--- START THE DATA ---

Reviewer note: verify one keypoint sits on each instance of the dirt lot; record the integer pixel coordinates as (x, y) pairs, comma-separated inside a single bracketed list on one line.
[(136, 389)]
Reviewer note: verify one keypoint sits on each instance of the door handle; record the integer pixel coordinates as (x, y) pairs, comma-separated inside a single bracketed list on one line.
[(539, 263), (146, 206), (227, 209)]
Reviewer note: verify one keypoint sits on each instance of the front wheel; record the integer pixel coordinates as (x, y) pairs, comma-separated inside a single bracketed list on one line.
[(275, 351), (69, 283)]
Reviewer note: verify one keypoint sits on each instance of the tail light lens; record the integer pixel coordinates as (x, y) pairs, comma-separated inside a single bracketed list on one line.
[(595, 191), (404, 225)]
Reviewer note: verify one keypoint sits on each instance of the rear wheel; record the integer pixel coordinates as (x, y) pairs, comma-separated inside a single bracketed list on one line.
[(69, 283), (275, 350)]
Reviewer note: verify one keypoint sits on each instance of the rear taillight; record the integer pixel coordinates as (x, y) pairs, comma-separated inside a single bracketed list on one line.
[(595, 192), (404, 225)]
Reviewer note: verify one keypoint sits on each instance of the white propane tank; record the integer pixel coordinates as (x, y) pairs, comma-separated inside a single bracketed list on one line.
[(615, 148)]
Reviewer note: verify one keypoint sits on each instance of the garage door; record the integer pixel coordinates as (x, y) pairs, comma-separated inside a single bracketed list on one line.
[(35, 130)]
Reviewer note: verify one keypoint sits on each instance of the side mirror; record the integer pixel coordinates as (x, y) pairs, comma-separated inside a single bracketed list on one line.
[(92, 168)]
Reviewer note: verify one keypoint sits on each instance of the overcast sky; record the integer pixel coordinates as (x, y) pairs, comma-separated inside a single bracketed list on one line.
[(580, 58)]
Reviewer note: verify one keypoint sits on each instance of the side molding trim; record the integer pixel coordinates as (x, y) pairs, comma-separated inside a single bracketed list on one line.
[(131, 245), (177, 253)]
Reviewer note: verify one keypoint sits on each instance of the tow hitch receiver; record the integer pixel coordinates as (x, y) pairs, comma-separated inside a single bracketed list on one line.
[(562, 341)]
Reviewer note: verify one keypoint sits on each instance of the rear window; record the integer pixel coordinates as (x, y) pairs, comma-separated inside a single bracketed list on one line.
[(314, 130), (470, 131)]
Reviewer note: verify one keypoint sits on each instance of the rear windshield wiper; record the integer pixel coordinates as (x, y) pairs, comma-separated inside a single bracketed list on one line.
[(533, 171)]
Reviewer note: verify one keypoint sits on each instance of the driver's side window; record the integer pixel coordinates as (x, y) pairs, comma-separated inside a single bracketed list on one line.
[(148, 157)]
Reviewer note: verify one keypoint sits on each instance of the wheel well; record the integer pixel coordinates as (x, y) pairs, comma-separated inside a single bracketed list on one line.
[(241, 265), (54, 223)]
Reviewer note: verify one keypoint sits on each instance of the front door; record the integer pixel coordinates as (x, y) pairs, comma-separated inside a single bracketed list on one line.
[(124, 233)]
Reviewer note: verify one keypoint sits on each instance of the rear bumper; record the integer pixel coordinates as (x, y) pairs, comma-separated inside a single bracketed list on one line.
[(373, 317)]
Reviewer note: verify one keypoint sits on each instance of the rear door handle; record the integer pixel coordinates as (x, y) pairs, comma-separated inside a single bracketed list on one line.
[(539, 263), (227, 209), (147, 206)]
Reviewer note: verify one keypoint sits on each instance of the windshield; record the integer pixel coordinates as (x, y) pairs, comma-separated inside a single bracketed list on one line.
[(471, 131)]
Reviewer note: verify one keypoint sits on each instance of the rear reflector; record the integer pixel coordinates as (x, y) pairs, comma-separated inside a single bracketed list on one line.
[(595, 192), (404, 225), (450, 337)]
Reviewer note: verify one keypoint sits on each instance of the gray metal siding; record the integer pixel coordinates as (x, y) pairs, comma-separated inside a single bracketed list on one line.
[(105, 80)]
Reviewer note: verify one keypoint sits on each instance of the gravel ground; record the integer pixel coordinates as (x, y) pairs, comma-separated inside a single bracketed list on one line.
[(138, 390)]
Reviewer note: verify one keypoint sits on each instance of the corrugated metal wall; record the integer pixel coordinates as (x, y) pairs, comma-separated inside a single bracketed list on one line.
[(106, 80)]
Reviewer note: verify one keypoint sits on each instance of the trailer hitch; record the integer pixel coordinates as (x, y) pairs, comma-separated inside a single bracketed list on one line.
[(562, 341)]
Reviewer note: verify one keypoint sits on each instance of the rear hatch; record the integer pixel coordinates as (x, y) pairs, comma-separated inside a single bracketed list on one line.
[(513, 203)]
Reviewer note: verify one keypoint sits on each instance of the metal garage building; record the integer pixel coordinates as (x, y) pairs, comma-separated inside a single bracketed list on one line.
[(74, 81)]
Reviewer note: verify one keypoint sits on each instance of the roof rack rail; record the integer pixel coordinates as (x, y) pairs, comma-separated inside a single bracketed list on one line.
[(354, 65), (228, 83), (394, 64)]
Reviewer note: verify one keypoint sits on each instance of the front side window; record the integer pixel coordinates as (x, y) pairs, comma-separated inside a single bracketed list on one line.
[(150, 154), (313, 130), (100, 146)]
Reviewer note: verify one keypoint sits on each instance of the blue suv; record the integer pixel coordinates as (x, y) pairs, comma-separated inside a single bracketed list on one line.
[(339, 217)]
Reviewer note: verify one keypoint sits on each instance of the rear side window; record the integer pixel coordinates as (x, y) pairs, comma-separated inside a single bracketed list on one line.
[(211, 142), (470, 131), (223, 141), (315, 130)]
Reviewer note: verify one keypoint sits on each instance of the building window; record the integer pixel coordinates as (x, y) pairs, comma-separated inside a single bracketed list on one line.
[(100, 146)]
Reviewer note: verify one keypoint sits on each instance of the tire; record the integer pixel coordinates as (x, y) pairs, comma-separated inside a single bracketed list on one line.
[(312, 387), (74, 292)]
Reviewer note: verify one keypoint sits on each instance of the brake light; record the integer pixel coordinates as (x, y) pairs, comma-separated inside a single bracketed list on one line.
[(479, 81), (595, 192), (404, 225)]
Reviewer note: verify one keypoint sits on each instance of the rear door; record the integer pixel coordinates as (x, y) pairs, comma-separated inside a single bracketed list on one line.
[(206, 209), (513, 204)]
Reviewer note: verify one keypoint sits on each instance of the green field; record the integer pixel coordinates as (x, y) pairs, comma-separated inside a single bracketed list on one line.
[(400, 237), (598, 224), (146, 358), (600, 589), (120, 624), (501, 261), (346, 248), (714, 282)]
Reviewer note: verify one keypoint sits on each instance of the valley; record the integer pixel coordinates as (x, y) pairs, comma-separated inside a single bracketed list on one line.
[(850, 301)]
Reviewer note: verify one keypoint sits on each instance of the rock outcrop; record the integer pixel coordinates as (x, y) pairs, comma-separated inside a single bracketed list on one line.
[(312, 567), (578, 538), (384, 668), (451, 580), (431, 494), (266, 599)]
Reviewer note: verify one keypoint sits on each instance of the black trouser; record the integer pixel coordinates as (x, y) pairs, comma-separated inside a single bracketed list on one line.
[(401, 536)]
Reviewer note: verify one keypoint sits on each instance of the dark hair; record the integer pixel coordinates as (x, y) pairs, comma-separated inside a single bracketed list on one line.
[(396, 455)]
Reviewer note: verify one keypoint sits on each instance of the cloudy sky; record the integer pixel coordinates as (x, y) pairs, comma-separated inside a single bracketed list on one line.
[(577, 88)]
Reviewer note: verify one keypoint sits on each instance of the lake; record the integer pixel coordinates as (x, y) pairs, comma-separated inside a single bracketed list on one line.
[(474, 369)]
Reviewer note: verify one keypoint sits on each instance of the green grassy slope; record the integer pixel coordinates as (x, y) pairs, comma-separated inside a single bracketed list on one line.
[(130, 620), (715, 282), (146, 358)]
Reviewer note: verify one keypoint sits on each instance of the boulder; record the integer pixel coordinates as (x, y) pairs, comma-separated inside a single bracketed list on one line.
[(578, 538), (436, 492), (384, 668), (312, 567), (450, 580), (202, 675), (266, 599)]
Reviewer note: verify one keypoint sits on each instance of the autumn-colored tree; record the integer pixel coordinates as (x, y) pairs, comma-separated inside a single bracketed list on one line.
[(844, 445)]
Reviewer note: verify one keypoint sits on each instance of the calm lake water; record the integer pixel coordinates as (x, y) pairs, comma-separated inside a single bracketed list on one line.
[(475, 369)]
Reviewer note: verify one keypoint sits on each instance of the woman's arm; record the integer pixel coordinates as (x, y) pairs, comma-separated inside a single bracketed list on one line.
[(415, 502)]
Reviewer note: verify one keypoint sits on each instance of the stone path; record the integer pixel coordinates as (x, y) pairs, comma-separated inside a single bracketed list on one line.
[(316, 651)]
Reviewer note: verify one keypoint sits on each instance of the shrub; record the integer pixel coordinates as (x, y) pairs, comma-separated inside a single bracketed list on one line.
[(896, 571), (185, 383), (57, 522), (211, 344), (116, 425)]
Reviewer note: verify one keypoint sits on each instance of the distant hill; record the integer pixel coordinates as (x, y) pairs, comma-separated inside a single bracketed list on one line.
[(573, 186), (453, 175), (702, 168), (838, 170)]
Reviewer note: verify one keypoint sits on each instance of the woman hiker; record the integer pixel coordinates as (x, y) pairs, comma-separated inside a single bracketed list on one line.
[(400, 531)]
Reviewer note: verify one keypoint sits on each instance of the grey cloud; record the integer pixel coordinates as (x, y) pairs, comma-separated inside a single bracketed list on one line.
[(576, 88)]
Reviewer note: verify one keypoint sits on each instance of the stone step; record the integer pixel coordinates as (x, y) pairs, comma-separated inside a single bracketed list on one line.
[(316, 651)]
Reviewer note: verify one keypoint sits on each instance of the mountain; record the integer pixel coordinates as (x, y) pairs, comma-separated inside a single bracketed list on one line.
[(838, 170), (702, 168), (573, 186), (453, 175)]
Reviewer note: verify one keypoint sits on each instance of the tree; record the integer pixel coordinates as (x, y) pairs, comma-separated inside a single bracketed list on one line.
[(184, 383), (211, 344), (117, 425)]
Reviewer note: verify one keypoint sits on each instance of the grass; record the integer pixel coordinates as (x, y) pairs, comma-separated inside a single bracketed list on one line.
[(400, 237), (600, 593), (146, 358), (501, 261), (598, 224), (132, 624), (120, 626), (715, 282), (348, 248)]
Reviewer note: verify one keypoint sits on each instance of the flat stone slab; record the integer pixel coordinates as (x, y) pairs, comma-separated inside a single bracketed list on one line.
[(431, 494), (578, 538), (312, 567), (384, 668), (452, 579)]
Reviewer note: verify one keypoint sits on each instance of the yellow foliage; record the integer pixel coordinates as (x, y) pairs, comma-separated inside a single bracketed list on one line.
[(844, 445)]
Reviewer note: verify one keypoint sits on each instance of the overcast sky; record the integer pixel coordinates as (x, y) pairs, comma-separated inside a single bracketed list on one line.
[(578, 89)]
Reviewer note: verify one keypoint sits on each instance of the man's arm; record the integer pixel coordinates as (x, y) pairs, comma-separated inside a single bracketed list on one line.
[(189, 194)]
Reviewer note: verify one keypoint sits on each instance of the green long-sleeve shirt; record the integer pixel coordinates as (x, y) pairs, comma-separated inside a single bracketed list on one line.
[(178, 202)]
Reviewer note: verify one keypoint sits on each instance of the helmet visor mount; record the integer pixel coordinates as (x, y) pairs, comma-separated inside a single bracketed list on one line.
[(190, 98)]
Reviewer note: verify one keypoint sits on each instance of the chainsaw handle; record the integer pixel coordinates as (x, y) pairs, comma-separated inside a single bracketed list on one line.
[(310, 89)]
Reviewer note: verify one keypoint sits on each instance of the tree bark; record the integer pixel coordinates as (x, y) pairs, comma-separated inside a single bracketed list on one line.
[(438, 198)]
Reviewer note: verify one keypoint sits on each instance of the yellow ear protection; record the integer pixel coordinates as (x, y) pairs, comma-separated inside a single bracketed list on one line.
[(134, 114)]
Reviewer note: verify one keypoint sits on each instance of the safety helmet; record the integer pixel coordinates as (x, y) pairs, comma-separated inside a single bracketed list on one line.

--- END THE DATA ---

Rewrite the items from the line with "the rear door;" up to and including the line with "[(850, 301)]", swapping "Reviewer note" for "Annotator note" and keeping everything else unchanged.

Annotator note: verify one keypoint sits on each instance of the rear door; record the integer pixel coordinates as (x, y) pairs, comma-separated inside a single bracketed list on one line.
[(206, 209), (513, 204)]
Annotator note: verify one keypoint sits on each instance of the green field; record the integer pixel coordinates as (x, y) pairs, comma-separated inside a single bracketed list on one line.
[(400, 237), (598, 224), (146, 358), (600, 589), (120, 624), (501, 261), (346, 248), (714, 282)]
Annotator note: verify one keypoint sits on each instance of the valley; record the integer pixel coordinates as (x, y) pairs, comma-separated inside a single bracketed list on one line.
[(850, 301)]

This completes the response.